Only the lines from the one containing "label the steering" through the end of the data below should be copied, each exactly as written and with both ends kept.
----------------------------------------
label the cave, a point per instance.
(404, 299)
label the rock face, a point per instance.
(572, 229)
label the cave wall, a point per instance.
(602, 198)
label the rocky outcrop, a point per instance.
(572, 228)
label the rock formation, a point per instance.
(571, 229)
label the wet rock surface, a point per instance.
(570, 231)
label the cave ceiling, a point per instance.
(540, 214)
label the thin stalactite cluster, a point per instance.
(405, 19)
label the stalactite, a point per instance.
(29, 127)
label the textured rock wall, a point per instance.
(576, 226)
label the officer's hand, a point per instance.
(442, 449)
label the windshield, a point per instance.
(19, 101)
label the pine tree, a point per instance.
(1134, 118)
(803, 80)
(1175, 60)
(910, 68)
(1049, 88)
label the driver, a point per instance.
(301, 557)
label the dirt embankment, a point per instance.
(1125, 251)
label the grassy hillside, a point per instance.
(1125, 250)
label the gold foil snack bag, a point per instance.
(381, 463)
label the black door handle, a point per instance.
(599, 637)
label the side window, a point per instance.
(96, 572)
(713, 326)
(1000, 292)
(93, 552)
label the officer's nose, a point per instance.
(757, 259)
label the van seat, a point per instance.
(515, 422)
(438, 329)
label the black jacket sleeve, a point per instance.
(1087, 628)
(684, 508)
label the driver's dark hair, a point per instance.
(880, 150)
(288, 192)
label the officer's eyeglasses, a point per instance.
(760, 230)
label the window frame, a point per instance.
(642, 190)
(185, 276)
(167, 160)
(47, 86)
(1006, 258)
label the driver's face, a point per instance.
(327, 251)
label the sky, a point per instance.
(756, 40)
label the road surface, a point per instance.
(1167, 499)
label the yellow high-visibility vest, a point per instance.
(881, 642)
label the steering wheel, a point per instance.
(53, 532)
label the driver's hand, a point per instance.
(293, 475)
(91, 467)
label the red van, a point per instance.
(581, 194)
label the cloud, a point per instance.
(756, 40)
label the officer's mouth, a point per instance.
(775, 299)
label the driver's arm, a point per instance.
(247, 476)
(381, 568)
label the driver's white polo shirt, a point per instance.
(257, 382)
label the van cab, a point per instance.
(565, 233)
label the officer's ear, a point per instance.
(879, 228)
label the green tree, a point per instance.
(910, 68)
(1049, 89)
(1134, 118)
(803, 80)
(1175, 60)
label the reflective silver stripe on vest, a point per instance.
----------------------------------------
Answer to the problem.
label the steering wheel, a point per instance.
(53, 532)
label the driver's hand, a point per instance.
(293, 475)
(91, 467)
label the red van, a point per instance.
(581, 194)
label the cloud, a point per instance.
(756, 40)
label the officer's mouth, a point per instance.
(775, 299)
label the driver's arm, a point per instance.
(247, 476)
(381, 568)
label the driver's white polo shirt, a point per instance.
(257, 382)
label the van cab, a point per instance.
(565, 233)
label the officer's ear, a point per instance.
(879, 228)
label the green tree, a point per instance.
(910, 68)
(1049, 89)
(1134, 118)
(803, 80)
(1175, 60)
label the reflective silver stripe on vest, a point per instance.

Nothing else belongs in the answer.